> What this task involves:
Nothing but the data, repeated exactly, belongs in the answer.

> Information:

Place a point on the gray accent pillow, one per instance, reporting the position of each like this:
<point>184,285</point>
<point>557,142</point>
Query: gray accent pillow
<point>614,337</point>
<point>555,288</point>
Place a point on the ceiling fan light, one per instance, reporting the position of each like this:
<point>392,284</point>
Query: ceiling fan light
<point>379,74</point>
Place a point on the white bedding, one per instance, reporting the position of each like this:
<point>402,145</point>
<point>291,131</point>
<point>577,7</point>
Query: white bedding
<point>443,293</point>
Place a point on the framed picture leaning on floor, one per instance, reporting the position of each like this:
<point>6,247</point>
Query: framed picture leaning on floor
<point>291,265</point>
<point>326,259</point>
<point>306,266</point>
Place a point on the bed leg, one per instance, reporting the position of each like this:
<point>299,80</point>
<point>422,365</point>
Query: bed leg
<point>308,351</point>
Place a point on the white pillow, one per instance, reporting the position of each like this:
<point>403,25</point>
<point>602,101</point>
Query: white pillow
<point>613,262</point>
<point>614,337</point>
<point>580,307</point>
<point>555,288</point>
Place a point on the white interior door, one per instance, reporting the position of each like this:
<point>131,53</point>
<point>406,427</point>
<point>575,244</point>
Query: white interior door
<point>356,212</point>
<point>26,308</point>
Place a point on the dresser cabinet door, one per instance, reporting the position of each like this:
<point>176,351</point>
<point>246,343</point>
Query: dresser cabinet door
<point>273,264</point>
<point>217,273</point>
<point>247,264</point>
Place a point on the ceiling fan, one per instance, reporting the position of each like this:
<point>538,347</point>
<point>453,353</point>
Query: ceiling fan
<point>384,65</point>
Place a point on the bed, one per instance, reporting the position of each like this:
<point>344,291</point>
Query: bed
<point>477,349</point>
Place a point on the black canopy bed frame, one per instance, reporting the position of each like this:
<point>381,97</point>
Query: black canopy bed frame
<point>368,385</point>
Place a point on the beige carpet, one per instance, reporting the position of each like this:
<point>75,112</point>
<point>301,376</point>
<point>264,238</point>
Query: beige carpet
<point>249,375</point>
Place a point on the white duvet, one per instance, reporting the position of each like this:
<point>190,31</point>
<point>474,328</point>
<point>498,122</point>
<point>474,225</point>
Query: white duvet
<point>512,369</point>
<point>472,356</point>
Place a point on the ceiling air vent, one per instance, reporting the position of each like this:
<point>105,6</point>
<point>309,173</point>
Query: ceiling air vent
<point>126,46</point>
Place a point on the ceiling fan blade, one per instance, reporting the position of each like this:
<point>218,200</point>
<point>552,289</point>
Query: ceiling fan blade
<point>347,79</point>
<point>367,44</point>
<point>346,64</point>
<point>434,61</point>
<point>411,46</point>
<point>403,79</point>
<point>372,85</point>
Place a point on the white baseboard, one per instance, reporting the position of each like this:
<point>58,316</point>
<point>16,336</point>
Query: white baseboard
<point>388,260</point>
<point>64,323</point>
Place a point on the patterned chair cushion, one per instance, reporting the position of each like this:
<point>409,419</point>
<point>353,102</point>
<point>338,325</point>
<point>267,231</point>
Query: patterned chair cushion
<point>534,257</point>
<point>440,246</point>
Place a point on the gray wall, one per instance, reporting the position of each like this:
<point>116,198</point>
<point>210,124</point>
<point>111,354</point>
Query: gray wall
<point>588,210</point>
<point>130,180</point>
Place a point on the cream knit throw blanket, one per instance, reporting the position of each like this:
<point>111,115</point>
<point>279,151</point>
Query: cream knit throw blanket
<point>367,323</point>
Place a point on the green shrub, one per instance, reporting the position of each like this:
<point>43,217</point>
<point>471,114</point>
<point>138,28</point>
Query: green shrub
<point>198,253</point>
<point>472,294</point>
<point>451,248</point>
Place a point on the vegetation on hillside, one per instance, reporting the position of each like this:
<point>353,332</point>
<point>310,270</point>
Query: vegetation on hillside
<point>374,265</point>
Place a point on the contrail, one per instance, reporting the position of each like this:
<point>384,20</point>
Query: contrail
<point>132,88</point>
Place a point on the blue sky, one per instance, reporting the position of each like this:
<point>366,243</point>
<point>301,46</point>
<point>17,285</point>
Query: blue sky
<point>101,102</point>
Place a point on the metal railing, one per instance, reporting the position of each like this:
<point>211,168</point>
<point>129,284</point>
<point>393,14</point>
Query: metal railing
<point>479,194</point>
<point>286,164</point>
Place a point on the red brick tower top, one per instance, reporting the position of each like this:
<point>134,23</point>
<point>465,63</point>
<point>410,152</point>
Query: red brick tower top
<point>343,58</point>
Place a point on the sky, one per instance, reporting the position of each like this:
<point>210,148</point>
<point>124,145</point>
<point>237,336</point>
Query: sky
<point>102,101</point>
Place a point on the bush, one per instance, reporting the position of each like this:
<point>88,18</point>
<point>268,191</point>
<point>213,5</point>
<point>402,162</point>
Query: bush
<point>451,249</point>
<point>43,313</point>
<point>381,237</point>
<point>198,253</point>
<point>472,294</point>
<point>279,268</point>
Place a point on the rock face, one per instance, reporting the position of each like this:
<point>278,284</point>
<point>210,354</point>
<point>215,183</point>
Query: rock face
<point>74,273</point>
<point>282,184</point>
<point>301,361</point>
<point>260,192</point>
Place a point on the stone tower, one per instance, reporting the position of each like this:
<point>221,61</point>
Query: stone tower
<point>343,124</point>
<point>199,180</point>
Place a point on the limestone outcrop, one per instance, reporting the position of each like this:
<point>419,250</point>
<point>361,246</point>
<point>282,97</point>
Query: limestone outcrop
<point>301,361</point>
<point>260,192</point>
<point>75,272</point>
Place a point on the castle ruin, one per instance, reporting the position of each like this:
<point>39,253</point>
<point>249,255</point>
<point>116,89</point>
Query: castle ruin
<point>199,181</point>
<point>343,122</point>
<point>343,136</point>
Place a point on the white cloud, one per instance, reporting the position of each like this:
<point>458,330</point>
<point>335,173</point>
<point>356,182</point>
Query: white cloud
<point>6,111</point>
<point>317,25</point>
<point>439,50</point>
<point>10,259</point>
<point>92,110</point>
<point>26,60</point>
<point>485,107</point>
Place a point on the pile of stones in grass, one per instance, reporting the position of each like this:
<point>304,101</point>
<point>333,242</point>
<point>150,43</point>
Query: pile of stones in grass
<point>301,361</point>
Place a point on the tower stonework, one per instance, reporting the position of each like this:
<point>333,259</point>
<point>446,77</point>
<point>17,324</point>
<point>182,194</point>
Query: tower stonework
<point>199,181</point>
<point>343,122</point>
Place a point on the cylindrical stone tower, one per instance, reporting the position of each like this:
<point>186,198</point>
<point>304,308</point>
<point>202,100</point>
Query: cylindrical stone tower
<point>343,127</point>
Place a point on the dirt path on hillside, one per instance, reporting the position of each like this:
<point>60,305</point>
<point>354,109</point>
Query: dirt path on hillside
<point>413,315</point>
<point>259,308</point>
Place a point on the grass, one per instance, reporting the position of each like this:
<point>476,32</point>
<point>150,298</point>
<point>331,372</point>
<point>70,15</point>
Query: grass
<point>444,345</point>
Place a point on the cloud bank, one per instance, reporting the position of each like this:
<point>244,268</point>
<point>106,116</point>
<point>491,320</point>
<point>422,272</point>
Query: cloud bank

> Final answer:
Place a point on the gray accent pillow, one per instance, reporting the position of each like this:
<point>184,285</point>
<point>557,142</point>
Query: gray accent pillow
<point>614,337</point>
<point>555,288</point>
Place a point on the ceiling fan light, one per instance, reporting the position of each like this:
<point>392,284</point>
Query: ceiling fan light
<point>379,74</point>
Place a point on the white bedding, one per instance, reporting the position of each like this:
<point>402,145</point>
<point>291,131</point>
<point>577,7</point>
Query: white bedding
<point>443,293</point>
Place a point on the framed picture leaning on floor, one per instance, reporting the position of each like this:
<point>6,247</point>
Query: framed picture leaning on floor
<point>291,265</point>
<point>326,259</point>
<point>306,266</point>
Place a point on the bed leg, one per instance, reporting the position of each like this:
<point>299,80</point>
<point>422,365</point>
Query: bed leg
<point>308,351</point>
Place a point on the white pillow, one per instance, reporting the position of each like this:
<point>403,25</point>
<point>602,101</point>
Query: white pillow
<point>613,262</point>
<point>614,337</point>
<point>580,307</point>
<point>555,288</point>
Place a point on the white interior door, one per instance, reporting the position of each like this:
<point>131,53</point>
<point>406,427</point>
<point>575,244</point>
Query: white interior door
<point>356,212</point>
<point>26,308</point>
Place a point on the dresser cabinet door, one per instance, reporting the position of each like this:
<point>176,351</point>
<point>246,343</point>
Query: dresser cabinet door
<point>273,264</point>
<point>217,273</point>
<point>247,264</point>
Place a point on the ceiling fan, one per instance, reporting the position of each like this:
<point>538,347</point>
<point>453,353</point>
Query: ceiling fan
<point>384,65</point>
Place a point on the bed, one per instance, reporting the position of each like this:
<point>344,291</point>
Query: bed
<point>477,349</point>
Place a point on the black canopy bed frame, one per instance, reporting the position of each like this:
<point>381,97</point>
Query: black canopy bed frame
<point>368,385</point>
Place a point on the beige carpet, one per instance, reporting the position of each like this:
<point>75,112</point>
<point>301,376</point>
<point>264,238</point>
Query: beige carpet
<point>249,375</point>
Place a point on the white duvet, one per instance, reporting the position of each like this:
<point>190,31</point>
<point>474,328</point>
<point>498,122</point>
<point>474,225</point>
Query: white duvet
<point>512,369</point>
<point>472,356</point>
Place a point on the ceiling air vent, one per instance, reporting the position of each like this:
<point>105,6</point>
<point>309,173</point>
Query: ceiling air vent
<point>126,46</point>
Place a point on the ceiling fan blade, one per instance, reporting the position of each like this:
<point>218,200</point>
<point>552,289</point>
Query: ceiling fan blade
<point>347,79</point>
<point>367,44</point>
<point>346,64</point>
<point>434,61</point>
<point>411,46</point>
<point>403,79</point>
<point>372,85</point>
Place a point on the white baseboard, one per instance, reporting the position of each like this:
<point>58,316</point>
<point>16,336</point>
Query: white baseboard
<point>388,260</point>
<point>64,323</point>
Place a point on the patterned chair cushion, one per instance, reporting the position of each like this:
<point>409,419</point>
<point>353,102</point>
<point>338,325</point>
<point>267,231</point>
Query: patterned chair cushion
<point>534,257</point>
<point>440,246</point>
Place a point on the gray wall, one per instance, reporting the position of each like this:
<point>116,198</point>
<point>210,124</point>
<point>111,354</point>
Query: gray wall
<point>588,210</point>
<point>130,180</point>
Place a point on the cream knit throw blanket, one per instance, reporting the position of each like this:
<point>111,115</point>
<point>279,151</point>
Query: cream knit throw blanket
<point>367,323</point>
Place a point on the green shrub, one per instance, reporting the position of each like this:
<point>43,217</point>
<point>471,114</point>
<point>138,28</point>
Query: green shrub
<point>198,253</point>
<point>472,294</point>
<point>451,248</point>
Place a point on the vegetation on hillside, one per instance, reporting the position of each like this:
<point>353,332</point>
<point>310,270</point>
Query: vegetation on hillside
<point>374,265</point>
Place a point on the contrail, one per instance, reporting the position of each like this:
<point>384,20</point>
Query: contrail
<point>132,88</point>
Place a point on the blue sky, one per instance, reporting the position of each like this:
<point>366,243</point>
<point>301,46</point>
<point>17,285</point>
Query: blue sky
<point>101,102</point>
Place a point on the metal railing, one per instance, reporting the position of each like this:
<point>211,168</point>
<point>129,284</point>
<point>393,14</point>
Query: metal railing
<point>479,194</point>
<point>286,164</point>
Place a point on the red brick tower top, one per instance, reporting the position of each like this:
<point>134,23</point>
<point>465,63</point>
<point>410,152</point>
Query: red brick tower top
<point>343,58</point>
Place a point on the sky, one per instance, reporting the position of each like this:
<point>210,148</point>
<point>124,145</point>
<point>237,336</point>
Query: sky
<point>102,101</point>
Place a point on the bush, one per instance, reporting the position of each like this:
<point>88,18</point>
<point>268,191</point>
<point>213,5</point>
<point>402,162</point>
Query: bush
<point>451,249</point>
<point>43,313</point>
<point>381,237</point>
<point>198,253</point>
<point>472,294</point>
<point>279,268</point>
Place a point on the rock face, one per instance, reporting the position of each like this:
<point>278,284</point>
<point>210,354</point>
<point>215,183</point>
Query: rock face
<point>74,273</point>
<point>282,184</point>
<point>301,361</point>
<point>260,192</point>
Place a point on the stone tower, one per instance, reporting the position of each like this:
<point>221,61</point>
Query: stone tower
<point>343,124</point>
<point>199,180</point>
Place a point on the limestone outcrop, one per instance, reporting the position of each like this:
<point>419,250</point>
<point>361,246</point>
<point>282,97</point>
Query: limestone outcrop
<point>301,361</point>
<point>260,192</point>
<point>75,272</point>
Place a point on the castle ruin, one per instance, reporting the position of each like this:
<point>39,253</point>
<point>249,255</point>
<point>116,89</point>
Query: castle ruin
<point>199,181</point>
<point>343,122</point>
<point>343,136</point>
Place a point on the white cloud, one per instance, reporting the position of each like this:
<point>458,330</point>
<point>335,173</point>
<point>356,182</point>
Query: white cloud
<point>6,111</point>
<point>317,25</point>
<point>439,50</point>
<point>10,259</point>
<point>92,110</point>
<point>26,60</point>
<point>485,107</point>
Place a point on the pile of stones in grass, one per instance, reporting the position of each like this:
<point>304,101</point>
<point>333,242</point>
<point>150,43</point>
Query: pile of stones in grass
<point>301,361</point>
Place a point on the tower stonework, one per instance, reporting the position of each like this:
<point>333,259</point>
<point>446,77</point>
<point>17,324</point>
<point>182,194</point>
Query: tower stonework
<point>199,181</point>
<point>343,122</point>
Place a point on the cylindrical stone tower, one per instance, reporting the position of each like this:
<point>186,198</point>
<point>304,308</point>
<point>202,100</point>
Query: cylindrical stone tower
<point>343,127</point>
Place a point on the dirt path on hillside, one per instance, reporting the position of each like this:
<point>60,305</point>
<point>354,109</point>
Query: dirt path on hillside
<point>413,315</point>
<point>259,308</point>
Place a point on the grass, one per instance, reporting the position of each like this:
<point>476,32</point>
<point>150,298</point>
<point>331,372</point>
<point>70,15</point>
Query: grass
<point>444,345</point>
Place a point on the cloud bank, one per instance, reporting the position of each like this:
<point>244,268</point>
<point>106,116</point>
<point>491,320</point>
<point>422,272</point>
Query: cloud bank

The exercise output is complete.